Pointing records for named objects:
◇ ◇ ◇ ◇ ◇

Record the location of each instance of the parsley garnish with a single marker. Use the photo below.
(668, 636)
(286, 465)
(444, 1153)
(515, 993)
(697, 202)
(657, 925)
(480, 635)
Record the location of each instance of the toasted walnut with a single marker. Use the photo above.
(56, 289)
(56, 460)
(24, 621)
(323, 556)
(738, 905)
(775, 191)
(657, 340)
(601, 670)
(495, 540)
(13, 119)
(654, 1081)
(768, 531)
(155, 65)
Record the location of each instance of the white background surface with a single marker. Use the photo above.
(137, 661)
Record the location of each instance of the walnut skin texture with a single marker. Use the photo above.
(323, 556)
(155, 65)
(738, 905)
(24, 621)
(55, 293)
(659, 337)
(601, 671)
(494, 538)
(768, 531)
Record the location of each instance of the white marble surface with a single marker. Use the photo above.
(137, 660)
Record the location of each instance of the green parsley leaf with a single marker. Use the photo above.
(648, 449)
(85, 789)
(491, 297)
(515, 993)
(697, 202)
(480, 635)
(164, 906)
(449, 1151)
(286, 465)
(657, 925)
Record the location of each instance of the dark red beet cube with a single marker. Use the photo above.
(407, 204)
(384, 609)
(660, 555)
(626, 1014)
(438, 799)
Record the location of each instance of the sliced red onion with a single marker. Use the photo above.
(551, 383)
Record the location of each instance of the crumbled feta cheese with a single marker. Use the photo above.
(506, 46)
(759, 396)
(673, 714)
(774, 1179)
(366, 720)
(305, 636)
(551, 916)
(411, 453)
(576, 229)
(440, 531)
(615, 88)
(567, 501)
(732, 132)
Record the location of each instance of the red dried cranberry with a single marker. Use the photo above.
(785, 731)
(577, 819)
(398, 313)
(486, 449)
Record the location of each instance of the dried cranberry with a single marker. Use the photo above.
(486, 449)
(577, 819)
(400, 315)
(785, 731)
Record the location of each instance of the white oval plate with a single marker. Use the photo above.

◇ ◇ ◇ ◇ ◇

Job —
Give the listing above as a numbered list, skipping any blank lines.

Task response —
1. Record the location of each instance of the parsley garnish with a single marker. Use the photo below.
2. (668, 636)
3. (286, 465)
4. (444, 1153)
5. (515, 993)
6. (697, 202)
7. (657, 925)
8. (480, 635)
9. Record the location of each instance of the toasted walnut with a single marker. Use the photo above.
10. (56, 289)
11. (56, 460)
12. (24, 621)
13. (323, 556)
14. (738, 905)
15. (775, 191)
16. (657, 340)
17. (601, 670)
18. (495, 540)
19. (13, 119)
20. (654, 1081)
21. (768, 531)
22. (155, 65)
23. Record the location of each instance of the white background surface with a single marker. Use the photo above.
24. (137, 661)
25. Record the location of each instance of the walnut skin texture with a single marker. Use the photo above.
26. (323, 556)
27. (155, 65)
28. (738, 905)
29. (24, 621)
30. (55, 293)
31. (659, 337)
32. (601, 671)
33. (494, 538)
34. (768, 531)
35. Record the location of each instance of the white marble surface with a single marker. Use the photo above.
36. (137, 660)
37. Record the location of each instance of the green parsley leaf with a single marker. Use the photo above.
38. (648, 449)
39. (85, 789)
40. (491, 297)
41. (515, 993)
42. (697, 202)
43. (480, 635)
44. (164, 906)
45. (449, 1151)
46. (286, 465)
47. (657, 925)
48. Record the location of each instance of the dark red beet cube with a single marker. Use the photo above.
49. (407, 204)
50. (384, 609)
51. (660, 555)
52. (626, 1014)
53. (438, 799)
54. Record the location of each instance of the sliced red onion with a single marker. Use the photo above.
55. (551, 383)
56. Record the location of each instance of the crumbled feta cheese with a single marker. Use the photo above.
57. (506, 46)
58. (759, 396)
59. (673, 714)
60. (774, 1179)
61. (366, 720)
62. (305, 636)
63. (551, 916)
64. (411, 453)
65. (576, 229)
66. (440, 531)
67. (615, 88)
68. (567, 501)
69. (732, 132)
70. Record the location of each instance of the red dried cranberry with a single marker. Use the photo above.
71. (785, 731)
72. (577, 819)
73. (398, 313)
74. (486, 449)
75. Record the location of each instance of the dried cranberry with a single marker. Use the photo above.
76. (486, 449)
77. (577, 819)
78. (400, 315)
79. (785, 731)
80. Record the location of each instance of the white oval plate with a single marker. Use the photo above.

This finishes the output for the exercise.